──────── DOCUMENT EXCERPT ────────
Session 7 Discussion: What science cannot answer

Use these questions to practice discussing meaning, ethics, and the limits of empirical knowledge in English. The goal is to think critically, argue clearly, and express yourself with confidence.

Question 1

Science can tell us how the universe began, but can it tell us why it exists at all — or whether existence has any meaning? Is "why" a question science is simply not built to answer, or is it a question that has no answer at all?

Try to use: meaning, empirical, beyond the scope, metaphysical, limit

Question 2

Ethics asks questions like: Is it wrong to lie? Is it right to sacrifice one person to save five? Can science answer these questions — or does morality exist in a different domain entirely? What grounds your own moral beliefs?

Try to use: ethics, morality, empirical, value judgment, ought

Question 3

Science can describe consciousness — brain waves, neurons, activity patterns — but can it explain what it actually feels like to be you? Is there something about subjective experience that will always remain outside the reach of scientific explanation?

Try to use: consciousness, subjective, inner experience, reduction, hard problem

Question 4

Some scientists argue that free will is an illusion — that everything you do is determined by brain chemistry you cannot control. Do you believe this? And if it were true, what would it mean for responsibility, punishment, and praise?

Try to use: free will, determinism, responsibility, implication, agency

Question 5

Can science tell us what makes a life well-lived — what we should value, how we should treat each other, what to strive for? Or are those questions that every person and every culture must answer for themselves?

Try to use: flourishing, well-being, value, prescribe, universal

Question 6

Some people argue that scientism — the belief that science can answer all important questions — is itself a kind of dogma. Do you agree? Is there a danger in extending scientific thinking beyond its proper domain?
──────── AVAILABLE DATA ────────
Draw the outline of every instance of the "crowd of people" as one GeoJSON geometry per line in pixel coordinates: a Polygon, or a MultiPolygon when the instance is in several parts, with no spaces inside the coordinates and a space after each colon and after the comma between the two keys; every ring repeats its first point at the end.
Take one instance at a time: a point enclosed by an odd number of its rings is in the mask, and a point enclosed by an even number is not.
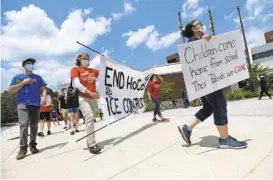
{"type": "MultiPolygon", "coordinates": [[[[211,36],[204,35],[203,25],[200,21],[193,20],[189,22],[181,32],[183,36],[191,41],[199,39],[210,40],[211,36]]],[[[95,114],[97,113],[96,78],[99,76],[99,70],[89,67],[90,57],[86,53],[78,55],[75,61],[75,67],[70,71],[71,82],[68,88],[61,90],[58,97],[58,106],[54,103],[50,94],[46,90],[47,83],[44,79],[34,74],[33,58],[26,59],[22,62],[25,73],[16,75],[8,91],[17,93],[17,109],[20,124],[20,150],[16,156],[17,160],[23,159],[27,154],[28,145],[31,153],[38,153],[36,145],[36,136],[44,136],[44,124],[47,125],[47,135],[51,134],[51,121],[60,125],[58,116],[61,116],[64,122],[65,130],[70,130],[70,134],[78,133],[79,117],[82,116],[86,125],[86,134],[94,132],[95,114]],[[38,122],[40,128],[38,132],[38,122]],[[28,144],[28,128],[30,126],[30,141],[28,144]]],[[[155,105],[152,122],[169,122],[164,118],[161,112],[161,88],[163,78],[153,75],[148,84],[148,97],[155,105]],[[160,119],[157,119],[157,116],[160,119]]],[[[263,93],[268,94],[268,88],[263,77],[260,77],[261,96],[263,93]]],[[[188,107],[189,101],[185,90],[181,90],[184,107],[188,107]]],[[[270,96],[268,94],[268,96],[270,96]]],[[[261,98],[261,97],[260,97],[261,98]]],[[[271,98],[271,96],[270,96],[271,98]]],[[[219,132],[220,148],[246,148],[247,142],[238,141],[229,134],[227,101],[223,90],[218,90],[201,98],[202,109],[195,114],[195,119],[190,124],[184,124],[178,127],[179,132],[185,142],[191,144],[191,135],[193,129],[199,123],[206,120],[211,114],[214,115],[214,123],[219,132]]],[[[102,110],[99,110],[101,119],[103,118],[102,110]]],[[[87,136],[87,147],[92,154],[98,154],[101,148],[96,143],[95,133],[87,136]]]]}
────────
__WHAT TO WORK ON__.
What does the session handout on what science cannot answer give as the goal of its discussion? The listing comes from a separate source.

__FULL SOLUTION__.
To think critically, argue clearly, and express yourself with confidence.